#### TASK GOAL
Edit the part of the lines that opens with the line containing "In this exercise you will indicate the door" and closes with the line containing "x=538, y=347" by replacing "door" with "entrance" and leaving everything else unchanged. Return only that part.
--- START MATERIAL FOR THE TASK ---
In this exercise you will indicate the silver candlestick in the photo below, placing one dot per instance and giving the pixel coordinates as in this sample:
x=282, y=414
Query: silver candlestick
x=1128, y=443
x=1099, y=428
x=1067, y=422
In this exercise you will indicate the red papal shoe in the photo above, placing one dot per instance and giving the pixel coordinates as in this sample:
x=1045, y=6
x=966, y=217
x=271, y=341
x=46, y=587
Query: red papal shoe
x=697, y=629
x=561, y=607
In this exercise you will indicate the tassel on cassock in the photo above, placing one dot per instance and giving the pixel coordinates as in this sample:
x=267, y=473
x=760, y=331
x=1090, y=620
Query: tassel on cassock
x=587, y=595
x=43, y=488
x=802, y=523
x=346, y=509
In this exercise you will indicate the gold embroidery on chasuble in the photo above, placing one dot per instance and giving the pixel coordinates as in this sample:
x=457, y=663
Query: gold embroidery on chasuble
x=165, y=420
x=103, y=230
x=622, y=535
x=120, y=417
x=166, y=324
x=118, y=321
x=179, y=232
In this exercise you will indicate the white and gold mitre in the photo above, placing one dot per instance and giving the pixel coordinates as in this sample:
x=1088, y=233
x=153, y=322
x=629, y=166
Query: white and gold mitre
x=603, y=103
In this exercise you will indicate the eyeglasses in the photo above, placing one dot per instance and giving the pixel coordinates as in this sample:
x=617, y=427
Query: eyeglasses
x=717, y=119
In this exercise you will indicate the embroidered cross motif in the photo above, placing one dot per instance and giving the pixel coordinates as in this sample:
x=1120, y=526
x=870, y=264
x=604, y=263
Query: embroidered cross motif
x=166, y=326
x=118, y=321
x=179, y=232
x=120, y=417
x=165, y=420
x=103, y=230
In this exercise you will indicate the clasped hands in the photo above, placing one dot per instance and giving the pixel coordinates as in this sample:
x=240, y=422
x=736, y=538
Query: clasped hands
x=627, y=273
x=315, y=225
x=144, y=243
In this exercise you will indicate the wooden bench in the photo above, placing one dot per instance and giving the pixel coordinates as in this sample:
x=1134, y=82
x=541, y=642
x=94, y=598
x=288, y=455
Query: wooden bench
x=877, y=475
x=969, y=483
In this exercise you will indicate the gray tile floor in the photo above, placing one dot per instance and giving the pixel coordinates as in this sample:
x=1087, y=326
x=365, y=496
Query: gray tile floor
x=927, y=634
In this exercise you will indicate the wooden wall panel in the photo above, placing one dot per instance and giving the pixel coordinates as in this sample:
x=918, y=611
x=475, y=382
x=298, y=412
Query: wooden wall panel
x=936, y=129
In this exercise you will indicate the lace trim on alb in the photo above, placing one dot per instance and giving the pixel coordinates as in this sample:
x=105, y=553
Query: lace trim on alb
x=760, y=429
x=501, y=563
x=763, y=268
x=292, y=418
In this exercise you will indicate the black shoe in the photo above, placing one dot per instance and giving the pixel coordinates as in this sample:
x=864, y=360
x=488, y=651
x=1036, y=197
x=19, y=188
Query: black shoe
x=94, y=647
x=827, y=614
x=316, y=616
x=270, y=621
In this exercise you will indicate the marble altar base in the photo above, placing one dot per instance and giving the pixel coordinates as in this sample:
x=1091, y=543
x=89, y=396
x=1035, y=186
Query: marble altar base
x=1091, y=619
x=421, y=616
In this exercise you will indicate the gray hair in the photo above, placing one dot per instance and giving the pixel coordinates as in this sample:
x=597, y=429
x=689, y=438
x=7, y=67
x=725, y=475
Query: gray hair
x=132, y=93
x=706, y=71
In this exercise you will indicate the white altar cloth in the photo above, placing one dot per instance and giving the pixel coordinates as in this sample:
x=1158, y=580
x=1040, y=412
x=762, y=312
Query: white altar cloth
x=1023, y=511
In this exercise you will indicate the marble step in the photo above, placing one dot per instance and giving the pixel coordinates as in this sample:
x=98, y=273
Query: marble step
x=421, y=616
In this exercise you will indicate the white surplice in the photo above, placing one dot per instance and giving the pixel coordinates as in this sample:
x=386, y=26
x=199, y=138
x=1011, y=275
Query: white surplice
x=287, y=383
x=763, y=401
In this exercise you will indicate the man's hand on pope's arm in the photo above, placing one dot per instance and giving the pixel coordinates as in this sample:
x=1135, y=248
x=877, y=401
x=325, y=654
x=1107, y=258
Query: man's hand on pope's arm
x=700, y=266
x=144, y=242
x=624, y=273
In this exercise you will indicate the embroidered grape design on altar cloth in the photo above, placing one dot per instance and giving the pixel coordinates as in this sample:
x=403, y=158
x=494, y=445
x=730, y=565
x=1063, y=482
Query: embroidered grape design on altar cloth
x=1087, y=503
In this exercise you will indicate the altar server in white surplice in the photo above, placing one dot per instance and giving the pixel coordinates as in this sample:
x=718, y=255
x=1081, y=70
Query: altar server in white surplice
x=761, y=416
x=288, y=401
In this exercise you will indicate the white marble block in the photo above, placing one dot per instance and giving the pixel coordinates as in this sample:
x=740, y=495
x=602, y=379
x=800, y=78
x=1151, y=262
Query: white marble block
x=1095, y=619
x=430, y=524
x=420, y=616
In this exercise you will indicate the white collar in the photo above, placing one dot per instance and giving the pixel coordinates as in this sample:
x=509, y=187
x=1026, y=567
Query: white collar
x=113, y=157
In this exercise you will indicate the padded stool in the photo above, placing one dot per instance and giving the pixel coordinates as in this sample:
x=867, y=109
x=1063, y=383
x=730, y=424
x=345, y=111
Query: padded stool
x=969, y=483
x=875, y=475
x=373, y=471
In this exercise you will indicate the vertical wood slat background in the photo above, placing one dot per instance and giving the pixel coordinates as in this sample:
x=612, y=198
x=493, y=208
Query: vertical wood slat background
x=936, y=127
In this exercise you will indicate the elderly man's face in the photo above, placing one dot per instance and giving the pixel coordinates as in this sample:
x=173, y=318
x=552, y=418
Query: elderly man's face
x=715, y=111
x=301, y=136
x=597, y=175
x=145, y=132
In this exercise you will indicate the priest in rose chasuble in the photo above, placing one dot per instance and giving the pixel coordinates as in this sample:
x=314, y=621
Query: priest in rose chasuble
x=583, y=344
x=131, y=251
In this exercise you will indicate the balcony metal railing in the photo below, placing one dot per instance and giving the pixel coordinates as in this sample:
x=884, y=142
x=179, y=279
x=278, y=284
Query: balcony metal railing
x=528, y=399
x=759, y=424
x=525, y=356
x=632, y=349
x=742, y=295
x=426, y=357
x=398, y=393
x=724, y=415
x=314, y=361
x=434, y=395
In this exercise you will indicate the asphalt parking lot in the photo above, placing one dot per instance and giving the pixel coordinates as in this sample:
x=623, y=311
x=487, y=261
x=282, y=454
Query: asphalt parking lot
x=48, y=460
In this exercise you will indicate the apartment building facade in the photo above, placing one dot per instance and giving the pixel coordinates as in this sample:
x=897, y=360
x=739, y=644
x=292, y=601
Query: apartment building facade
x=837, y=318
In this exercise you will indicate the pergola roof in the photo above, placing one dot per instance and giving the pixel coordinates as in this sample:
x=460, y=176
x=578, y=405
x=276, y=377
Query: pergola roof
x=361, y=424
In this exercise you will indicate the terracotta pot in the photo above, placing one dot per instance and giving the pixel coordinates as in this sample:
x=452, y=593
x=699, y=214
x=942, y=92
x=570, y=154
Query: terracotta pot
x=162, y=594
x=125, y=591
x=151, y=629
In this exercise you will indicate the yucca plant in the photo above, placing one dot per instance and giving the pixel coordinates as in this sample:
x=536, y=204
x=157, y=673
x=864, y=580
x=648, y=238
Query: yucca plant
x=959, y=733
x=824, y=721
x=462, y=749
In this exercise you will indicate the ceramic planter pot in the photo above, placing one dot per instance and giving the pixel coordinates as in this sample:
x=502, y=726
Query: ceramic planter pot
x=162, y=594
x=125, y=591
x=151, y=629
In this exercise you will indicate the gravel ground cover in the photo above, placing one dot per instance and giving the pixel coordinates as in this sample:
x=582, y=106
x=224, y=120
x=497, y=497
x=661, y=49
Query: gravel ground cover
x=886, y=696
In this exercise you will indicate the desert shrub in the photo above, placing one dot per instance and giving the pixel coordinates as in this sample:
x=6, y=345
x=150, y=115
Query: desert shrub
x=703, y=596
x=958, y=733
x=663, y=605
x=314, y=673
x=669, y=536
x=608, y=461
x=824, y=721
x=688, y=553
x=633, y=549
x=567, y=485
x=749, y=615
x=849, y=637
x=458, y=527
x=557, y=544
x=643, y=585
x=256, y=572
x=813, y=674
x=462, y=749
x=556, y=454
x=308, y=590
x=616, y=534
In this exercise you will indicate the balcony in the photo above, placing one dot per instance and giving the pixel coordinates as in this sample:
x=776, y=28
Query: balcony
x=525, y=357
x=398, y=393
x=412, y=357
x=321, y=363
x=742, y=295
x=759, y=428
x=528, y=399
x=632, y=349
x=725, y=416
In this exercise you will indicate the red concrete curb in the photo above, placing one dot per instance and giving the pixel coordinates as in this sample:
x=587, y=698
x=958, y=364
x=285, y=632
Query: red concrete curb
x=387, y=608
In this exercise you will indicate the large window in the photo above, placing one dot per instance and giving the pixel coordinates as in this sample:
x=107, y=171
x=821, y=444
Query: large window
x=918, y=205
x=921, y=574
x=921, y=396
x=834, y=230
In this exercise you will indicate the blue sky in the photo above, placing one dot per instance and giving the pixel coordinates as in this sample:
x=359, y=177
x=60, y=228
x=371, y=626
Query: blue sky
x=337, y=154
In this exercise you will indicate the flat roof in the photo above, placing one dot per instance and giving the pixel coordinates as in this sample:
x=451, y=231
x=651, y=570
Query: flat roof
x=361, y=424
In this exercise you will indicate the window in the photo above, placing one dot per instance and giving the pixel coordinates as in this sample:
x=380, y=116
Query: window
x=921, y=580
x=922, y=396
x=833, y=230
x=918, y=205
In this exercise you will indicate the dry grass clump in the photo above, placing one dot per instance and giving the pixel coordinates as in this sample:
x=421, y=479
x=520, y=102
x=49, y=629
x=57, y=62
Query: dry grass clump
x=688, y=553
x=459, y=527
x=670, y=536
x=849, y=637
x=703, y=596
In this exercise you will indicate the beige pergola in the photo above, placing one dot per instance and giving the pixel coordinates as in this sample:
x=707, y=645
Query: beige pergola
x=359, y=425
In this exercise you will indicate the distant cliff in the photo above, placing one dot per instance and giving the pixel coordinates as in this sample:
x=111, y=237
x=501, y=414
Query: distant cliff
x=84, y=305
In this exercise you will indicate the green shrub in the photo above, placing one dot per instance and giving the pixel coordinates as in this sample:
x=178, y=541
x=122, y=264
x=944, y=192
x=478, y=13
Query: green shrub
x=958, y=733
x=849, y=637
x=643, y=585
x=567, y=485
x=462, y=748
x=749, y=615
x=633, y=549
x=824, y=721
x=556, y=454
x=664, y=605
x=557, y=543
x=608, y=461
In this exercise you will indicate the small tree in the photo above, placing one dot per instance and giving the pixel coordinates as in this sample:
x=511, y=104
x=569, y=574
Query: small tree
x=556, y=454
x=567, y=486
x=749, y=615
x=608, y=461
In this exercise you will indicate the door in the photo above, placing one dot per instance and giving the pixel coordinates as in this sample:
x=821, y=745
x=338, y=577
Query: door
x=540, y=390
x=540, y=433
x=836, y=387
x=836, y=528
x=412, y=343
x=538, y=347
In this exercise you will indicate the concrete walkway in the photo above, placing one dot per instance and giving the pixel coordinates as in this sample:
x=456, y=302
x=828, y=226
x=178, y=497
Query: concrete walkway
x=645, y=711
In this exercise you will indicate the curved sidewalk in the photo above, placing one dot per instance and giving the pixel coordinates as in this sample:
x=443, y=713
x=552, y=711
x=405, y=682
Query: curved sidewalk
--- END MATERIAL FOR THE TASK ---
#### THE REPLY
In this exercise you will indicate the entrance in the photo above, placing one dot per instance and giving the pixel coordinates as in this sample:
x=821, y=745
x=338, y=577
Query: entrance
x=540, y=390
x=540, y=433
x=836, y=387
x=836, y=528
x=412, y=343
x=538, y=347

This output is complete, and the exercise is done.